Best Practices to Manage Global Elements¶
Global elements are elements that do not belong to a specific database. For example, users, roles, server settings, etc.
In this context, we specifically refer to various global elements stored within a Version Control System (VCS) by Virtual DataPort, including jar extensions, internationalization maps (i18n maps), tags, users, roles, and policies.
Follow these best practices to manage global elements when using the VCS support:
Administrators of the Denodo server must be in charge of managing the global elements. This is:
Uploading jar extensions
Managing internationalization maps (i18n maps)
Managing tags
Managing users
Managing roles
Managing policies
The aim is to avoid affecting other projects that also use these elements. Only administrators can manage global elements. They do that by right-clicking on the database > VCS > Global elements. From this menu, administrators can check in global elements changes. For Tag elements, if the user has role manage_tags they can perform these operations as well.
When the administrators create, modify or delete global elements, they must check the changes into the VCS. That way, they keep a history of these changes. In addition, when using the distributed workflow, the check in is necessary so the developers have access to the new elements.
When developers need to create or modify or delete global elements, they have to ask one of the administrators to do it.
When working with the distributed workflow, after the administrator that coordinates the project changes in global elements checks in a global element, the developers must do a check out to obtain it. The reason is that each developer has her own Server. In the distributed workflow, the developers are the administrators of their Denodo servers so they can successfully check out global elements.
This is not necessary in any of the centralized workflows because the elements are already in the Server once the administrator loads them.

> GOALS:
• a. Condense the paragraph of the global elements page that begins "When the administrators create, modify or delete global elements" into two short sentences, keeping its main facts.
• b. Based on the global elements page, say whether each statement agrees with it, answering yes or no and quoting the deciding words. (i) Only administrators can check in global element changes, with no exception for any element type. (ii) In the distributed workflow, each developer has a separate Server. (iii) In the centralized workflows, developers must check out global elements after the administrator checks them in.
• c. Return the passage of the global elements page between "When the administrators" and "out global elements.", inclusive, copied word for word.
The listing after this page is separate material and has no connection to it.

> SUPPLIED INFORMATION:
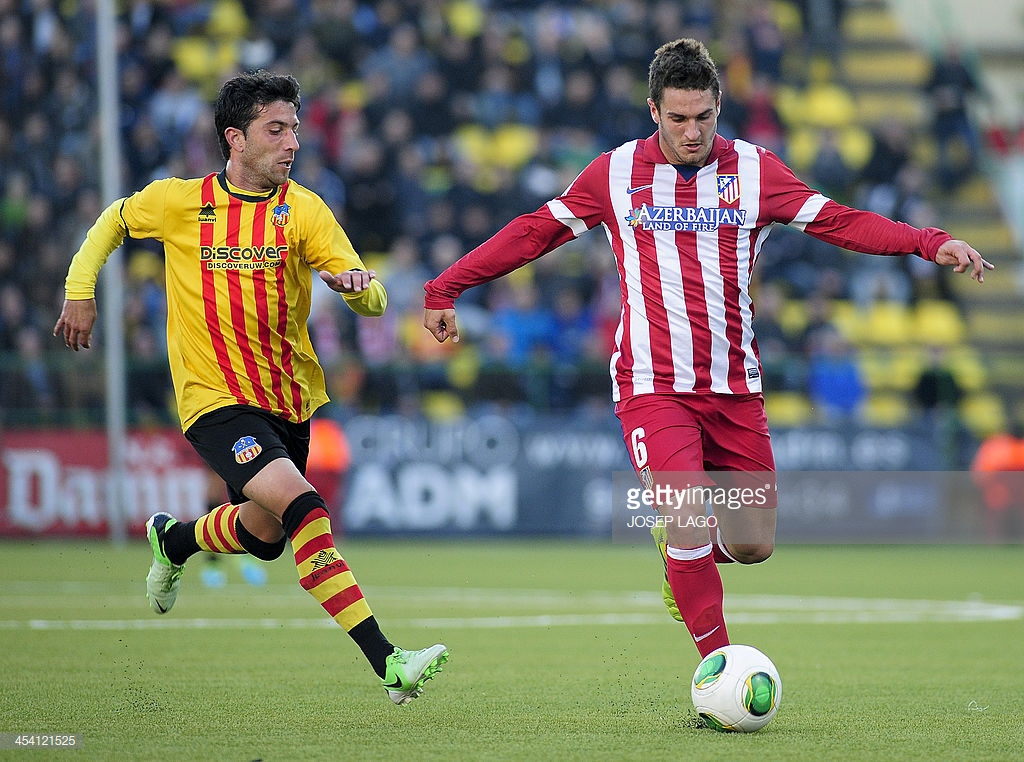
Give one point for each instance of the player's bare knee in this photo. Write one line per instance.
(752, 552)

> IN RESPONSE:
• a. Administrators who create, modify, or delete global elements must check those changes into the VCS to keep a history of them. In the distributed workflow, this check-in is also what gives developers access to the new elements.

• b.
(i) No: "For Tag elements, if the user has role manage_tags they can perform these operations as well."
(ii) Yes: "each developer has her own Server."
(iii) No: "This is not necessary in any of the centralized workflows because the elements are already in the Server once the administrator loads them."

• c.
When the administrators create, modify or delete global elements, they must check the changes into the VCS. That way, they keep a history of these changes. In addition, when using the distributed workflow, the check in is necessary so the developers have access to the new elements.
When developers need to create or modify or delete global elements, they have to ask one of the administrators to do it.
When working with the distributed workflow, after the administrator that coordinates the project changes in global elements checks in a global element, the developers must do a check out to obtain it. The reason is that each developer has her own Server. In the distributed workflow, the developers are the administrators of their Denodo servers so they can successfully check out global elements.